***** Provided data

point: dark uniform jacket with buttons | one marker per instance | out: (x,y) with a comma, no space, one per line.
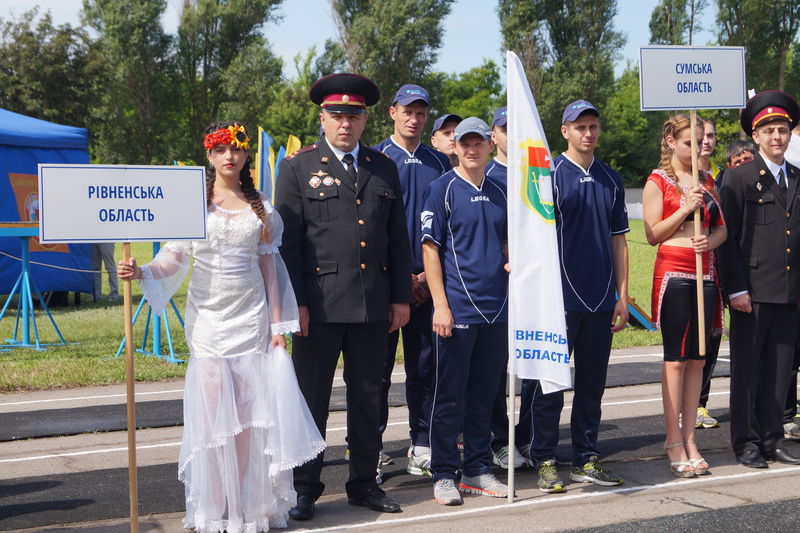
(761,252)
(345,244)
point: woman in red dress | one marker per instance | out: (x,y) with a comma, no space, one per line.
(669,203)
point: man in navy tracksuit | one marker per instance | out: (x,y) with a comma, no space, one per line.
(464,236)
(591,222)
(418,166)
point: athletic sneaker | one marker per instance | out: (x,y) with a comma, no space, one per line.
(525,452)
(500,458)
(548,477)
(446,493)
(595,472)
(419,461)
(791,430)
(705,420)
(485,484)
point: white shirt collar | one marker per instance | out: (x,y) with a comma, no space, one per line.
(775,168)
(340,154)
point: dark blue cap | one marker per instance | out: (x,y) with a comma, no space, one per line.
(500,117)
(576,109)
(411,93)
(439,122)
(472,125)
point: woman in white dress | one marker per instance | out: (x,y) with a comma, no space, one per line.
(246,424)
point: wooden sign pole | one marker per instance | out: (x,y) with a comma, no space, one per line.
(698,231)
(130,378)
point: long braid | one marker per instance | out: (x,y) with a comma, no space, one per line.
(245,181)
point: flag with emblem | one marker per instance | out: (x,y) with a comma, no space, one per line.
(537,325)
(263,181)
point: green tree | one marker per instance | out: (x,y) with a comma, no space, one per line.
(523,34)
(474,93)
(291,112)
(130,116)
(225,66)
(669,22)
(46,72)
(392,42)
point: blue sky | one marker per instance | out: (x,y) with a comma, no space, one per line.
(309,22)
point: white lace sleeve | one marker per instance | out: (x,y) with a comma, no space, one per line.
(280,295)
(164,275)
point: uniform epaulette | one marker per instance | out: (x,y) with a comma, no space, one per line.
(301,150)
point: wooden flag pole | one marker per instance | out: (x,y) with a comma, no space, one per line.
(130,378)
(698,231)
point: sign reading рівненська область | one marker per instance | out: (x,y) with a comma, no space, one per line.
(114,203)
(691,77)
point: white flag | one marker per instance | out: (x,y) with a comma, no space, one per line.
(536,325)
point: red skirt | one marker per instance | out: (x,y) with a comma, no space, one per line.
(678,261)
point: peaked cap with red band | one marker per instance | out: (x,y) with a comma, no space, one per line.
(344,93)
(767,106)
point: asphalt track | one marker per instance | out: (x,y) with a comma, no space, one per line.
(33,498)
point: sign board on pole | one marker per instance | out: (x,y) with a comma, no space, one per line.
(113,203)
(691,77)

**********
***** Provided data

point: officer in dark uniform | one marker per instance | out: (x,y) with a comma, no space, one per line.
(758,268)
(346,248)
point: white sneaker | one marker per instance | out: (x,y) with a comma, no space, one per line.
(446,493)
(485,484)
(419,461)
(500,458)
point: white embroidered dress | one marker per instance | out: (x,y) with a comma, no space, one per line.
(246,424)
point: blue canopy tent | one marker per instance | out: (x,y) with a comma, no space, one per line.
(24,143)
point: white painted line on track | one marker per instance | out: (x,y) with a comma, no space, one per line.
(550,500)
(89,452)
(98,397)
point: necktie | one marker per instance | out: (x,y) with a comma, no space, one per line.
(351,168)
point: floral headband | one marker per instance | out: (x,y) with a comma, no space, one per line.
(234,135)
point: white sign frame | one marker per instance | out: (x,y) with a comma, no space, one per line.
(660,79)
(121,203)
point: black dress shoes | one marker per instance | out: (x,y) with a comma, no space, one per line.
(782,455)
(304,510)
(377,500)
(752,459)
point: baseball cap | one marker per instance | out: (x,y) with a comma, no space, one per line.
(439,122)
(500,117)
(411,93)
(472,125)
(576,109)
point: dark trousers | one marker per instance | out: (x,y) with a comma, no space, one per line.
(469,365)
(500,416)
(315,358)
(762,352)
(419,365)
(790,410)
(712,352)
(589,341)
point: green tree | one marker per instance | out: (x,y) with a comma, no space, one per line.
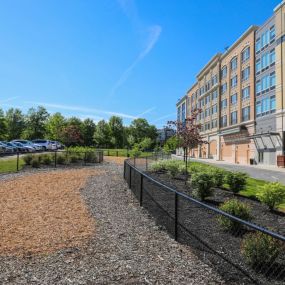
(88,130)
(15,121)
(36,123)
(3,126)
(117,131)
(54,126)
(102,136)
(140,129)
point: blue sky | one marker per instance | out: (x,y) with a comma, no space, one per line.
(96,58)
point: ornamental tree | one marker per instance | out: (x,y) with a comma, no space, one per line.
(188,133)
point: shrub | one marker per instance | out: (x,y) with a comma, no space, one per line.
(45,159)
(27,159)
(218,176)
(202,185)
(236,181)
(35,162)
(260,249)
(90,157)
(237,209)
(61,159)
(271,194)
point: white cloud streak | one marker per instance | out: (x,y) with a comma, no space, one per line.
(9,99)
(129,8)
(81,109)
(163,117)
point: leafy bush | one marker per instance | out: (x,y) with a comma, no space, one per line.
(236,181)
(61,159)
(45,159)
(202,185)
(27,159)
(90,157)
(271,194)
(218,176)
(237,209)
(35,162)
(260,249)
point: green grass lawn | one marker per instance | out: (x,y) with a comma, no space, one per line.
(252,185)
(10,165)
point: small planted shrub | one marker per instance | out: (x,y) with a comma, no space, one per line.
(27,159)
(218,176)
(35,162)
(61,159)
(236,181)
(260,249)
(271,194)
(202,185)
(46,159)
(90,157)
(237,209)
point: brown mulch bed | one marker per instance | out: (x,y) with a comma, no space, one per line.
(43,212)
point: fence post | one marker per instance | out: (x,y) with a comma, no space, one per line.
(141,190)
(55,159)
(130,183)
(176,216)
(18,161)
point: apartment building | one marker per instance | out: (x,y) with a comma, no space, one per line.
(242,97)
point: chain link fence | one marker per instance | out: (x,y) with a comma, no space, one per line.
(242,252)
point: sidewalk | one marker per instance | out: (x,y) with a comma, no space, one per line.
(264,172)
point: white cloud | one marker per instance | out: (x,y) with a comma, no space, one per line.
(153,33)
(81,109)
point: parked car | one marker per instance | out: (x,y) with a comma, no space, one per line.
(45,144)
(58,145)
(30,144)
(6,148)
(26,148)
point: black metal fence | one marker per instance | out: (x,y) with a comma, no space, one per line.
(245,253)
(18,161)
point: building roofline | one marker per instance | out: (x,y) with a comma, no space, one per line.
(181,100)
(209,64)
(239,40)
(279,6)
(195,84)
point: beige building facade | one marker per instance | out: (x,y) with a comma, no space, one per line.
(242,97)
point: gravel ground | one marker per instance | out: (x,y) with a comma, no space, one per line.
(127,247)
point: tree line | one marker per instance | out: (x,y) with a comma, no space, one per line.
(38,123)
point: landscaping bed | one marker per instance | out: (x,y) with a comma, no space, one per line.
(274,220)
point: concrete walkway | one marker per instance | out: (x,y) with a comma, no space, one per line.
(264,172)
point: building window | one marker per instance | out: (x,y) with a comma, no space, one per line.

**********

What you return must be the lines above that run from the line with "point: parked car" to the line with "point: building window", inclusive, each copied exactly.

◆ **Answer space**:
point: parked car | one marker per instance | out: (x,y) with a comma, no space, one per line.
(45,144)
(58,145)
(30,144)
(6,148)
(26,148)
point: black metal fence | one marker per instance | out: (x,y) with a comma, no space, one per line.
(245,253)
(18,161)
point: building roofline | one marker per instance | out: (x,y) with a comma, no space, one per line.
(181,100)
(209,64)
(239,40)
(279,6)
(195,84)
point: beige building facade | one marker per instance | out: (x,y) with a comma, no space, one per line.
(242,97)
point: gravel ground | one marker per instance | out: (x,y) with a comma, no space, one per line.
(127,247)
point: tree line | one marker per instance | out: (x,y) with a comma, no space, one per line.
(38,123)
point: landscaping bed | one marker per instance | out: (x,y) with a comma, no space, one per line.
(274,220)
point: concrete walkway | one marker per instance | out: (x,y) with a comma, no space, one per line.
(264,172)
point: building window | one marker per instance | out: (x,y) with a comma, no space, one per line.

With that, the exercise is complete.